— START —

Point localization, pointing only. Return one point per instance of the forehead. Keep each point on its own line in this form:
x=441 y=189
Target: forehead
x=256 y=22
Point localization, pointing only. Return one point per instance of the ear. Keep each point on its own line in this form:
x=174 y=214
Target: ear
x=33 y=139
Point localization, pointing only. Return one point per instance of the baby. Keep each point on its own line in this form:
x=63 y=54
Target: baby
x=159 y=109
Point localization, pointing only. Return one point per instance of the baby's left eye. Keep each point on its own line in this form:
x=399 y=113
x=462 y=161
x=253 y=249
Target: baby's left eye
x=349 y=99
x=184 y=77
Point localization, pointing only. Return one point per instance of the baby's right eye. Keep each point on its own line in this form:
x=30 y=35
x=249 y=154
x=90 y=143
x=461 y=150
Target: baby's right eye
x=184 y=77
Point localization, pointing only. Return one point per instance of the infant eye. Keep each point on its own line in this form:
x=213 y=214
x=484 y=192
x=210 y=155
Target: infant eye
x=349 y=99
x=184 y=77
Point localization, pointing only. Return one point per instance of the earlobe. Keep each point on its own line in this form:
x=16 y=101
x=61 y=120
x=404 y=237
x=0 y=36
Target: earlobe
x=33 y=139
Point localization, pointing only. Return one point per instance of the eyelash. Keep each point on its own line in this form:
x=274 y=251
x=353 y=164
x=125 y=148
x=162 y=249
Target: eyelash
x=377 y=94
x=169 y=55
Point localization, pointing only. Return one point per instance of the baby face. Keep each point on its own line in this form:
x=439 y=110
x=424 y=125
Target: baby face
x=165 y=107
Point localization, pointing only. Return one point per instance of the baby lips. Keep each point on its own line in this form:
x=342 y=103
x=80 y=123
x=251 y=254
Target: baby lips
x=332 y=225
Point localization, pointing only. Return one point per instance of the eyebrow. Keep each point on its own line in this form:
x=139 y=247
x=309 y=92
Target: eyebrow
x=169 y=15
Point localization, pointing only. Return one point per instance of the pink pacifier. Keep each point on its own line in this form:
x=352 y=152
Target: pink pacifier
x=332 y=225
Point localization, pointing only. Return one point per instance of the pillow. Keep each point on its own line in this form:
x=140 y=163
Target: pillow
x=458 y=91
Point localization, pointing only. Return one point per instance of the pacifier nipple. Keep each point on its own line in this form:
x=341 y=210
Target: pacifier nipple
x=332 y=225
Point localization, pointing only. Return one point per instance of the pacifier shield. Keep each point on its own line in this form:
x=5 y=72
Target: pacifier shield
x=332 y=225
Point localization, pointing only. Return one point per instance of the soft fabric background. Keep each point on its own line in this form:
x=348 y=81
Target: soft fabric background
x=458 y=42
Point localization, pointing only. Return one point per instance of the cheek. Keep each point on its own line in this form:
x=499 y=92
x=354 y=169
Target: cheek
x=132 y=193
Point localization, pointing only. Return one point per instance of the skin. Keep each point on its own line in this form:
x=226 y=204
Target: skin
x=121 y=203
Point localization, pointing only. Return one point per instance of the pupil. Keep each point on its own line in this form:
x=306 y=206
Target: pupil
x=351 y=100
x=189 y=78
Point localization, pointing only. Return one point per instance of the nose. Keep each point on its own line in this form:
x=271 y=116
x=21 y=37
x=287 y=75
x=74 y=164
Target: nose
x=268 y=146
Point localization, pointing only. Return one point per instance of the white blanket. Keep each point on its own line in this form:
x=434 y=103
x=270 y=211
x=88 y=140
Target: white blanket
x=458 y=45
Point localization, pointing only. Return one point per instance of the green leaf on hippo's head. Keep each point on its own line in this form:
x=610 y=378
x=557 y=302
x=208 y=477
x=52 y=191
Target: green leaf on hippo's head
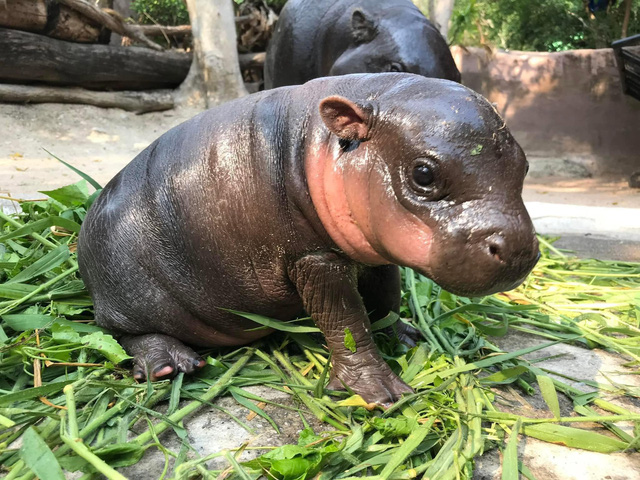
x=73 y=195
x=349 y=341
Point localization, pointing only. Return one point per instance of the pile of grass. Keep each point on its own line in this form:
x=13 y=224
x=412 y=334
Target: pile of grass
x=66 y=396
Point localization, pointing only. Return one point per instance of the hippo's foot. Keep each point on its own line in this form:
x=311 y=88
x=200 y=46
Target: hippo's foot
x=374 y=382
x=159 y=357
x=406 y=333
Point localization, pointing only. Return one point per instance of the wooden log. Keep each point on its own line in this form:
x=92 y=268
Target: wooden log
x=28 y=15
x=140 y=102
x=31 y=58
x=113 y=22
x=67 y=24
x=177 y=31
x=251 y=60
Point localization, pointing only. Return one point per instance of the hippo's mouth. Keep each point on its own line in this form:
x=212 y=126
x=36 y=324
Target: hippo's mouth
x=483 y=278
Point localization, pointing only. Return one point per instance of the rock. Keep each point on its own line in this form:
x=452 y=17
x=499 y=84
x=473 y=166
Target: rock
x=558 y=167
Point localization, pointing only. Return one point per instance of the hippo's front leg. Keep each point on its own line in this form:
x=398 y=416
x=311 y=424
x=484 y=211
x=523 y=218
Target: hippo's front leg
x=381 y=292
x=328 y=285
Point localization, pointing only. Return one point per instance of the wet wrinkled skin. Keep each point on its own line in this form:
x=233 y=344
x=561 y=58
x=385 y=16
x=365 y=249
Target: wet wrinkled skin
x=318 y=38
x=304 y=199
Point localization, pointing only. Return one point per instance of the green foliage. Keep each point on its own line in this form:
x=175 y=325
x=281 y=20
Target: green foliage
x=164 y=12
x=276 y=5
x=47 y=337
x=543 y=25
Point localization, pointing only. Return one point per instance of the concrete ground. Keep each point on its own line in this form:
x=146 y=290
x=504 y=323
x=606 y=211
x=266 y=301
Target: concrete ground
x=596 y=217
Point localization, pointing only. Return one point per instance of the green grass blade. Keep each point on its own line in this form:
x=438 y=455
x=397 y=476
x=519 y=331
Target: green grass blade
x=410 y=444
x=275 y=324
x=91 y=181
x=510 y=456
x=549 y=394
x=574 y=437
x=48 y=262
x=38 y=457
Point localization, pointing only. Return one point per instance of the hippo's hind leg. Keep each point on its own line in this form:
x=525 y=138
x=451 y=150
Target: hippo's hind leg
x=157 y=356
x=380 y=291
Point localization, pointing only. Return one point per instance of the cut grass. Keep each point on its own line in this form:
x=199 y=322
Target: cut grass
x=64 y=393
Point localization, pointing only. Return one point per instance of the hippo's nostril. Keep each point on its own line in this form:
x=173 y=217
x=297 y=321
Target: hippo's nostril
x=495 y=244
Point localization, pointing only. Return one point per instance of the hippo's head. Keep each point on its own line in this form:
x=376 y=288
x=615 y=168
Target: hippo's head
x=424 y=173
x=395 y=39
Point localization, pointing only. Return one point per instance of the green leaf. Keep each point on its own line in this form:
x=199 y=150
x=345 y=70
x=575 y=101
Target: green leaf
x=507 y=375
x=349 y=341
x=107 y=345
x=318 y=390
x=100 y=341
x=385 y=322
x=238 y=395
x=477 y=150
x=510 y=457
x=275 y=324
x=492 y=330
x=410 y=444
x=574 y=437
x=30 y=393
x=549 y=394
x=15 y=291
x=293 y=462
x=38 y=457
x=70 y=196
x=394 y=427
x=39 y=225
x=48 y=262
x=174 y=398
x=121 y=454
x=24 y=321
x=91 y=181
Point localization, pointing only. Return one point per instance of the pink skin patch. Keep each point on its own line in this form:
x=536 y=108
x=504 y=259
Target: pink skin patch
x=359 y=210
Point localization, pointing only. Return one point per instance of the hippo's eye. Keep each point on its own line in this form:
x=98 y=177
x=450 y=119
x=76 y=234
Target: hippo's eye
x=423 y=175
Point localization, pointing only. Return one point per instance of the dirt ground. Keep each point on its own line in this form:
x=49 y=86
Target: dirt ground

— END —

Copy the listing from its first line through the line containing "x=159 y=109", substituting "Object" for "Target" and leaving everything else unchanged.

Point localization, pointing only. Return one point per instance of the forehead. Keep each point on its own line in this form:
x=441 y=189
Object: forehead
x=256 y=22
Point localization, pointing only. Return one point per instance of the ear. Keep each point on its own line in this form:
x=174 y=214
Object: ear
x=33 y=139
Point localization, pointing only. Return one point per instance of the baby. Keep each point on its own line in this form:
x=63 y=54
Object: baby
x=159 y=109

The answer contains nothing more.